**WHAT IS BEING ASKED**
Leave out the pictures, then reproduce the rest of the material exactly.

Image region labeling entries
----

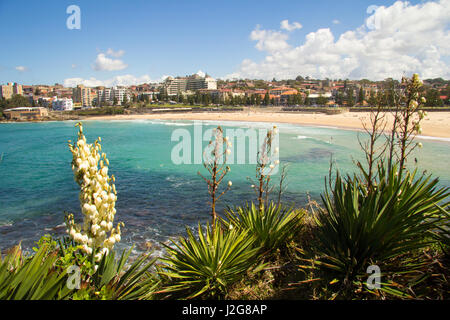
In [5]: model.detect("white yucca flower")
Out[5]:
[66,123,124,261]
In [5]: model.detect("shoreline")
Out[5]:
[82,110,450,140]
[0,109,450,141]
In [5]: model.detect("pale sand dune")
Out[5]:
[89,111,450,138]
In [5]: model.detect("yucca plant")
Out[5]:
[87,248,159,300]
[159,223,263,299]
[0,245,71,300]
[317,165,449,284]
[65,247,159,300]
[222,202,305,251]
[434,207,450,256]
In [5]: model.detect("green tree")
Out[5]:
[346,89,355,107]
[317,94,328,106]
[358,88,364,104]
[263,91,270,106]
[425,89,444,107]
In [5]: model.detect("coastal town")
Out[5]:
[0,73,450,121]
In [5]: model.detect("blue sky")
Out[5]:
[0,0,448,84]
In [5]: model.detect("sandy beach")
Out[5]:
[89,110,450,138]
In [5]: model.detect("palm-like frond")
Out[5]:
[0,245,71,300]
[160,223,261,299]
[317,166,449,279]
[222,203,305,251]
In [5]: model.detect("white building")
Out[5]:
[162,74,217,96]
[52,98,73,111]
[97,87,130,104]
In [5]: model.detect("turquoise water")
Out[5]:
[0,120,450,255]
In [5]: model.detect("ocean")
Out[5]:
[0,120,450,252]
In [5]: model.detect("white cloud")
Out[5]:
[280,20,303,31]
[196,70,206,78]
[15,66,28,72]
[93,53,128,71]
[250,25,289,53]
[64,74,158,87]
[225,0,450,80]
[106,48,125,58]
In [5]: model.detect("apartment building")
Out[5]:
[3,107,48,120]
[72,85,94,107]
[0,85,13,99]
[0,82,23,99]
[52,97,73,111]
[161,74,217,96]
[97,87,130,105]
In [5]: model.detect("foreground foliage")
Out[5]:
[0,245,72,300]
[160,224,263,299]
[223,203,305,252]
[308,166,450,293]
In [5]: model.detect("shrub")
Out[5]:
[0,244,71,300]
[223,203,305,255]
[317,166,449,284]
[160,224,262,299]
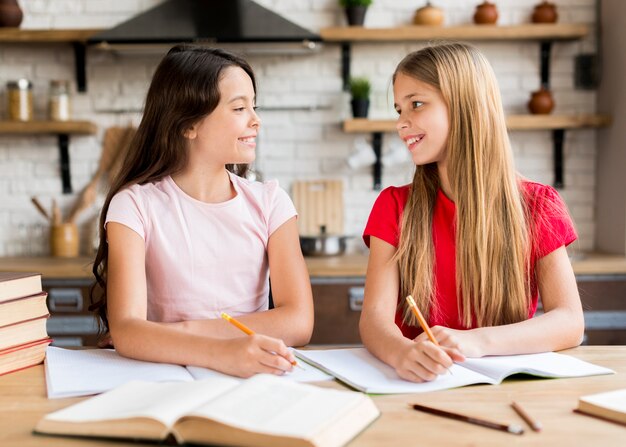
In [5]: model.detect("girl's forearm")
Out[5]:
[470,309,584,356]
[359,318,413,368]
[111,320,229,369]
[171,306,313,346]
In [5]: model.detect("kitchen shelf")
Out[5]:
[343,115,611,189]
[320,23,589,90]
[0,121,98,135]
[320,23,589,42]
[0,121,98,194]
[0,28,102,92]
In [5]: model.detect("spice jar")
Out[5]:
[48,80,70,121]
[7,79,33,121]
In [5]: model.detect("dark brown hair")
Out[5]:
[89,45,256,330]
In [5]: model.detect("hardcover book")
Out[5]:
[0,272,42,303]
[0,338,52,376]
[35,374,380,447]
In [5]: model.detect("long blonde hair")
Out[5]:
[393,43,530,327]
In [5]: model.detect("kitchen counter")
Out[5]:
[0,253,626,279]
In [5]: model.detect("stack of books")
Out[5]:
[0,272,51,375]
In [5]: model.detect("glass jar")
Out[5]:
[48,80,70,121]
[7,79,33,121]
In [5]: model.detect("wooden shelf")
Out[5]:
[0,121,98,135]
[0,28,102,43]
[0,121,98,194]
[343,115,611,133]
[320,23,589,42]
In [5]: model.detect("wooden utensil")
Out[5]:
[68,127,135,223]
[30,196,50,220]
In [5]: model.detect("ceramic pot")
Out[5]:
[528,87,554,115]
[413,2,444,26]
[474,1,498,25]
[531,1,559,23]
[346,6,367,26]
[0,0,24,28]
[350,99,370,118]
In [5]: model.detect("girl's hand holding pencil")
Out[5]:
[221,312,298,377]
[394,295,465,382]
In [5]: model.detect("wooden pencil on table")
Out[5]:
[511,402,541,431]
[411,404,524,435]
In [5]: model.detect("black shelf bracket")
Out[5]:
[539,40,552,90]
[59,133,72,194]
[372,132,383,191]
[552,129,565,189]
[72,42,87,93]
[341,42,352,92]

----

**TASK OUTPUT**
In [5]: model.detect("white yucca flower")
Out[5]:
[66,123,124,261]
In [5]: model.detect("shoreline")
Out[5]:
[82,110,450,140]
[0,109,450,141]
In [5]: model.detect("pale sand dune")
Out[5]:
[89,111,450,138]
In [5]: model.detect("yucca plant")
Out[5]:
[87,248,159,300]
[159,223,263,299]
[0,245,71,300]
[317,165,449,284]
[65,247,159,300]
[222,202,305,251]
[434,207,450,256]
In [5]: model.detect("green tree")
Out[5]:
[346,89,355,107]
[317,94,328,106]
[358,88,364,104]
[263,91,270,106]
[425,89,444,107]
In [5]: model.detect("coastal town")
Out[5]:
[0,73,450,121]
In [5]: model.detect("blue sky")
Out[5]:
[0,0,448,84]
In [5]: model.detect("sandy beach")
Out[5]:
[89,110,450,138]
In [5]: model.detect("palm-like frond")
Out[5]:
[0,245,71,300]
[160,223,261,299]
[317,166,449,279]
[222,203,305,251]
In [5]: model.detect("white building")
Out[5]:
[162,74,217,96]
[52,98,73,111]
[97,87,130,104]
In [5]: model.detect("turquoise water")
Out[5]:
[0,120,450,255]
In [5]: model.detect("ocean")
Out[5]:
[0,120,450,252]
In [5]: model.detect("white cloud")
Out[5]:
[280,20,303,31]
[196,70,206,78]
[15,66,28,72]
[93,53,128,71]
[250,25,289,53]
[64,74,158,87]
[225,0,450,80]
[106,48,125,58]
In [5]: model.detect("apartment building")
Out[5]:
[3,107,48,120]
[72,85,94,107]
[0,85,13,99]
[0,82,23,99]
[52,97,73,111]
[161,74,217,96]
[97,87,130,105]
In [5]: model.detect("foreground foliage")
Out[5]:
[0,245,72,300]
[160,224,263,299]
[223,203,305,252]
[308,166,450,293]
In [5]: model.detect("shrub")
Out[5]:
[0,244,71,300]
[223,203,305,255]
[317,166,449,284]
[160,224,262,299]
In [5]: model.detect("girl's forearm")
Out[5]:
[470,309,584,356]
[359,318,413,368]
[111,320,229,369]
[171,306,313,346]
In [5]: model.detect("kitchen shelf")
Out[5]:
[343,115,611,189]
[320,23,589,90]
[0,121,98,135]
[320,23,589,42]
[0,121,98,194]
[0,28,102,92]
In [5]: model.detect("spice jar")
Out[5]:
[48,80,70,121]
[7,79,33,121]
In [5]: model.detect("dark brown hair")
Out[5]:
[89,45,256,330]
In [5]: model.detect("hardcover book")
Out[5]:
[0,272,42,303]
[0,338,52,376]
[35,374,380,447]
In [5]: model.detect("long blonde hair")
Out[5]:
[393,43,530,327]
In [5]: model.detect("kitchen counter")
Out[5]:
[0,253,626,279]
In [5]: model.detect("stack of books")
Out[5]:
[0,272,51,375]
In [5]: model.detect("glass jar")
Out[5]:
[48,80,70,121]
[7,79,33,121]
In [5]: model.detect("wooden shelf")
Out[5]:
[0,121,98,135]
[0,28,102,43]
[0,121,98,194]
[343,115,611,133]
[320,23,589,42]
In [5]: model.detect("wooden utensil")
Out[5]:
[68,127,135,223]
[30,196,50,220]
In [5]: model.detect("ceramic pot")
Out[5]:
[528,87,554,115]
[413,2,444,26]
[474,1,498,25]
[531,1,559,23]
[346,6,367,26]
[0,0,24,28]
[350,99,370,118]
In [5]: model.detect("girl's hand holding pencil")
Out[5]:
[221,312,298,377]
[394,295,465,382]
In [5]: model.detect("wooden pencil on table")
Out[5]:
[511,402,541,431]
[411,404,524,435]
In [5]: model.detect("black shelf bracket")
Out[5]:
[539,40,552,90]
[59,133,72,194]
[372,132,383,191]
[552,129,565,189]
[72,42,87,93]
[341,42,352,92]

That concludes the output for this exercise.